> **Required task**:
In the MNIST classification notebook, which rows of the data go into the training set?

> **Passage to read**:
* * *

In [None]:
from sklearn.datasets import fetch_openml
import matplotlib as mpl
import matplotlib.pyplot as plt
import numpy as np
from sklearn.linear_model import SGDClassifier
from sklearn.model_selection import cross_val_score, cross_val_predict
from sklearn.base import BaseEstimator
from sklearn.metrics import confusion_matrix, precision_score, recall_score, f1_score, precision_recall_curve, roc_curve, roc_auc_score
from sklearn.ensemble import RandomForestClassifier
from sklearn.svm import SVC
from sklearn.multiclass import OneVsRestClassifier
from sklearn.preprocessing import StandardScaler

# Image Classification Dataset

In [None]:
mnist = fetch_openml('mnist_784',version=1)

In [None]:
mnist.keys()

In [None]:
X, y = mnist['data'],mnist['target']

In [None]:
some_digit = X[0]
some_digit_image = some_digit.reshape(28,28)

plt.imshow(some_digit_image,cmap='binary')
plt.axis('off')

In [None]:
y[0]

# Label Engineering 

In [None]:
# Cast
y = y.astype(np.uint8)

# Train/Test Split

In [None]:
# Split

X_train,X_test,y_train,y_test = X[:60000],X[60000:],y[:60000],y[60000:]

# Binary Label for 5s

In [None]:
# 5-detector

# 1 in all instances its a 5, else 0 
y_train_5 = (y_train==5)
y_test_5 = (y_test==5)

# SGD Binary Classifier for 5s

In [None]:
# Stochastic Gradient Descent without randomness

sgd_clf = SGDClassifier(random_state=42)
sgd_clf.fit(X_train,y_train_5)

In [None]:
sgd_clf.predict([some_digit])

# Accuracy

In [None]:
#Cross Validation
cross_val_score(sgd_clf,X_train,y_train_5,cv=3,scoring='accuracy')

In [None]:
# How many instances are actually 5 in the entire dataset
class Never5Classifier(BaseEstimator):
    def fit(self,X,y=None):
        return self
    def predict(self,X):
        return np.zeros((len(X),1),dtype=bool) # Returns all instances with 0 (not '5')

In [None]:
never_5_clf = Never5Classifier()
cross_val_score(never_5_clf,X_train,y_train_5,cv=3,scoring='accuracy')

Accuracy overrated in skewed datasets

# Confusion Matrix

In [None]:
y_train_pred = cross_val_predict(sgd_clf,X_train,y_train_5,cv=3)

In [None]:
confusion_matrix(y_train_5,y_train_pred)

- Negative Row on Top & Negative Column First (TN,FN)

- Postive Row on Bottom & Negative COlumn First (TP,FP)

- Maximize TN & FP

- Precision = TP / (TP+FP)

- Recall = TP / (TP + FN)

# Precision: When it claims an image is a 5, how often is it correct


In [None]:
precision_score(y_train_5,y_train_pred)

* * *

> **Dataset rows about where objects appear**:

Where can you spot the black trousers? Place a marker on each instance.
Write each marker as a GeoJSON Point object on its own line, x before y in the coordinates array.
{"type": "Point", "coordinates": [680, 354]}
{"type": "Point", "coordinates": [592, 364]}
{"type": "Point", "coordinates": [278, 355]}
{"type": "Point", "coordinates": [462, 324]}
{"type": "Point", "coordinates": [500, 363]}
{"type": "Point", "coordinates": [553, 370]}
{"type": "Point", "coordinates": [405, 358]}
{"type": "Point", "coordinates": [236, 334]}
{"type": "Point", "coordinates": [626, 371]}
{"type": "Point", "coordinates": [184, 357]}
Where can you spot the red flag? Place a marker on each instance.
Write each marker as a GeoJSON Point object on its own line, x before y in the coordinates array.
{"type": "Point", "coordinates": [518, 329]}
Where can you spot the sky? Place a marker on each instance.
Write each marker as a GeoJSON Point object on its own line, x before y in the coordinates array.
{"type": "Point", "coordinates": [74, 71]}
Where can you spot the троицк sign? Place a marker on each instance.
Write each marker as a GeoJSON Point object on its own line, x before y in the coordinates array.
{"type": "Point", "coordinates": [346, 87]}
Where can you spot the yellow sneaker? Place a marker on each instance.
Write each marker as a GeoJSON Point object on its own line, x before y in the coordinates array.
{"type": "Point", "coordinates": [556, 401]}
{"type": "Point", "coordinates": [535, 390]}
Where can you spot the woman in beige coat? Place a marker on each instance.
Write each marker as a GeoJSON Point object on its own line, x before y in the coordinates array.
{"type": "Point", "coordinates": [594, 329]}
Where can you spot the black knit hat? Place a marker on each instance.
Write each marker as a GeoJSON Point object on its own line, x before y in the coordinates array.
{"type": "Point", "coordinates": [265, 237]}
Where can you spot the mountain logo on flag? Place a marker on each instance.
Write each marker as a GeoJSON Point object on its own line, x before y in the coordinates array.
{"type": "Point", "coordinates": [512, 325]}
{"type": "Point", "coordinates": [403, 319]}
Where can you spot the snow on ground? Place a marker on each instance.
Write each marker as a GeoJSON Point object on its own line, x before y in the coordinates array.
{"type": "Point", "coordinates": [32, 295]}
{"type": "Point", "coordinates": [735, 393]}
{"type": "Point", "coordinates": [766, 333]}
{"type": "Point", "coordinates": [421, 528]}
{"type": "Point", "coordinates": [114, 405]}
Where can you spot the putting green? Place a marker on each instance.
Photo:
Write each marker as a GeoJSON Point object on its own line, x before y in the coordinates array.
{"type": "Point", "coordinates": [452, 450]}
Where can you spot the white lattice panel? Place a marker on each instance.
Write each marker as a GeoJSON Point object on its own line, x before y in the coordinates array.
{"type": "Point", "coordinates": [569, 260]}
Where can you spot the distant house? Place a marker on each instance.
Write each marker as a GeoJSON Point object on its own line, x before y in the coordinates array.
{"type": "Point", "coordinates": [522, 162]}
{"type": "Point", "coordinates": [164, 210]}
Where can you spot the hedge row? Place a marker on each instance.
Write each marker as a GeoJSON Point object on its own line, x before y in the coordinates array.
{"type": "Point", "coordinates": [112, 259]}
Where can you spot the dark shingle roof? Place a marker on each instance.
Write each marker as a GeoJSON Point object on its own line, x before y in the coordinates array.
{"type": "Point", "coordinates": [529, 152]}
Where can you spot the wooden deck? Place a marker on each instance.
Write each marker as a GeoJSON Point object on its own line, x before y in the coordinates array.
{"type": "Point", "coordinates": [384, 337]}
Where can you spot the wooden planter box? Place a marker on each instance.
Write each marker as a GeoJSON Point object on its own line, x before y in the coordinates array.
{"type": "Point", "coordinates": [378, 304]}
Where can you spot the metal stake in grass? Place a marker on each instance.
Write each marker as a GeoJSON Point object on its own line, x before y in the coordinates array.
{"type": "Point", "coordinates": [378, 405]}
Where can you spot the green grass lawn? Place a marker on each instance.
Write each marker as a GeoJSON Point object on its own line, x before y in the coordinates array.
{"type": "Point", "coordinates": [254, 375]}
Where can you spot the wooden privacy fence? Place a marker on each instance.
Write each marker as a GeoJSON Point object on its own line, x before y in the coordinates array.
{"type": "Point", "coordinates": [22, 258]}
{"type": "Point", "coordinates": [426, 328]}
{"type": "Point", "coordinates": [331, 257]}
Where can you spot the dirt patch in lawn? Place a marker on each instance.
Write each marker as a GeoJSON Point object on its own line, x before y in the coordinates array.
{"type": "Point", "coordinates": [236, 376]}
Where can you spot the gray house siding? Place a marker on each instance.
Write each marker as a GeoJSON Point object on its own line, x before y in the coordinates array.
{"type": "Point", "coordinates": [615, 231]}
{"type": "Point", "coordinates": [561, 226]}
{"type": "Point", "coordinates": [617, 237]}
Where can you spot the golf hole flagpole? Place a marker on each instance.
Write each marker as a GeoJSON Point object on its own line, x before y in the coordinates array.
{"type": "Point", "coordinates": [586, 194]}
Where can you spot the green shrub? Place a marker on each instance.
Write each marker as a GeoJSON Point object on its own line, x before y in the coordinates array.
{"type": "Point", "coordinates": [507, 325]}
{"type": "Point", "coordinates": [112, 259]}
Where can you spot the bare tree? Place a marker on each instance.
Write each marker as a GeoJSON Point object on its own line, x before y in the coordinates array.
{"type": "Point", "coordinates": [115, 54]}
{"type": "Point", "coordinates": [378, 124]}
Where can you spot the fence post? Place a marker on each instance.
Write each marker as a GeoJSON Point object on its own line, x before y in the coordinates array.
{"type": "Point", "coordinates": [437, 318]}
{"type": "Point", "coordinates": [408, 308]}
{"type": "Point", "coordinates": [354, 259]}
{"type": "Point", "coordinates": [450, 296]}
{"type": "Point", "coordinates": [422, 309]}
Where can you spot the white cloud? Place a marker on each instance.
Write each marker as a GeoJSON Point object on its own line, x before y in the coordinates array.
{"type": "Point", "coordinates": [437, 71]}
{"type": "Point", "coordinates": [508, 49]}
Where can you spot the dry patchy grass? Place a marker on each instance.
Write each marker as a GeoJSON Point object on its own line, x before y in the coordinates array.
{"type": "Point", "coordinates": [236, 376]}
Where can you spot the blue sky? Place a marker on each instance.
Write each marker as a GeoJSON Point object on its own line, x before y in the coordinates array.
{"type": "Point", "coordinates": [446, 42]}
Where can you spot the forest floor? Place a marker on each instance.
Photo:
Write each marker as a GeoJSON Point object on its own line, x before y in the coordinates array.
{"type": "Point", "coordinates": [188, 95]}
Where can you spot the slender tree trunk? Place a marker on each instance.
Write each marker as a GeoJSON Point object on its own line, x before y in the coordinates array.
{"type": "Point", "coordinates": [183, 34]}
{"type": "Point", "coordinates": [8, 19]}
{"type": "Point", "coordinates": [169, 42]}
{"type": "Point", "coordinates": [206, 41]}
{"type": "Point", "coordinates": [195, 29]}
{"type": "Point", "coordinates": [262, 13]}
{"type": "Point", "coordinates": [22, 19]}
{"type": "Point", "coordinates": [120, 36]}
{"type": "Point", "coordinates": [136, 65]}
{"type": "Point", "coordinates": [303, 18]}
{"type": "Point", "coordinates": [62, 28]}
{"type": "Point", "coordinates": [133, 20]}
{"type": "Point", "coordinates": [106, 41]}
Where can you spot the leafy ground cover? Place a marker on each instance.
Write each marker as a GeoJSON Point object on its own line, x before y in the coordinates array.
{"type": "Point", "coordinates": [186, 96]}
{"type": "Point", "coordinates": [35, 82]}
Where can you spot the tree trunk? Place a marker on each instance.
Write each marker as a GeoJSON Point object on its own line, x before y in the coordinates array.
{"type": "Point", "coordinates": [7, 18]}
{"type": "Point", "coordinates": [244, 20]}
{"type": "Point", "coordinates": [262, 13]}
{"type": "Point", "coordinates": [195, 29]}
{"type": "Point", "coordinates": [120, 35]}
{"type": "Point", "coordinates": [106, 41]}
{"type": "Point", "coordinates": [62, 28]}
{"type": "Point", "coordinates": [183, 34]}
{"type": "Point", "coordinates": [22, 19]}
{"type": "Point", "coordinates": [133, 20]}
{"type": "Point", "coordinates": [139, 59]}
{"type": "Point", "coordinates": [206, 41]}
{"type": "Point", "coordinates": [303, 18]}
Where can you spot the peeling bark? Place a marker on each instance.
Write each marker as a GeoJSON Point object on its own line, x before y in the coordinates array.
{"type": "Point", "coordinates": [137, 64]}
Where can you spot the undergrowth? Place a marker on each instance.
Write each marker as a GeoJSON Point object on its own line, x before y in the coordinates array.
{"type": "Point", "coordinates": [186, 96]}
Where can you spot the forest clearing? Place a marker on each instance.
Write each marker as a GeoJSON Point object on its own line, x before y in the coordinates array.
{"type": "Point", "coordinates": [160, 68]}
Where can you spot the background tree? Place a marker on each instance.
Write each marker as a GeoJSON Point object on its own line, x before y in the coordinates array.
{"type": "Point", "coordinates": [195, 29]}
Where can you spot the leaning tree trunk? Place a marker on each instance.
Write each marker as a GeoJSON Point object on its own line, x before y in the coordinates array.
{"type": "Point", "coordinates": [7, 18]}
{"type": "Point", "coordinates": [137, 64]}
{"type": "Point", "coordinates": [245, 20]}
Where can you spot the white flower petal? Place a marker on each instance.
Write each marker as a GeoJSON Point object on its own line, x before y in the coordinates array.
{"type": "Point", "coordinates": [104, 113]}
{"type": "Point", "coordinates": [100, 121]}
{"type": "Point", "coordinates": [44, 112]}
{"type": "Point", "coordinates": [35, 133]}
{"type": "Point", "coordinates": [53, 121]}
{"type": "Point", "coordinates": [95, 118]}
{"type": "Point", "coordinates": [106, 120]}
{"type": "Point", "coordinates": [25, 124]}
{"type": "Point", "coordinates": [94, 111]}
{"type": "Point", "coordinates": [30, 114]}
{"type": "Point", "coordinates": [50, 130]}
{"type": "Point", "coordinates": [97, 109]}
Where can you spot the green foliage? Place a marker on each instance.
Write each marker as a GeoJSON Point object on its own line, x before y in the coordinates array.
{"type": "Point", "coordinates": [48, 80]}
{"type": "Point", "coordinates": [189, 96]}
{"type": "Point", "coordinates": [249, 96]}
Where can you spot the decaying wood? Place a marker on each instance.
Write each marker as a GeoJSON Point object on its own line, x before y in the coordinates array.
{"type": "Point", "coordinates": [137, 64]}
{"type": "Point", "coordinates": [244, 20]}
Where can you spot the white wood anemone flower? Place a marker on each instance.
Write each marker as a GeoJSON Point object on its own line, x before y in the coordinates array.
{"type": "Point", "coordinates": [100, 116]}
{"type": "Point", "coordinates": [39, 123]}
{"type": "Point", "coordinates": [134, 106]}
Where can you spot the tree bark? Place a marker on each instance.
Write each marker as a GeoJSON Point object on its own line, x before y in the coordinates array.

* * *

> **Result of the task**:
The first 60,000 rows (X[:60000] and y[:60000]).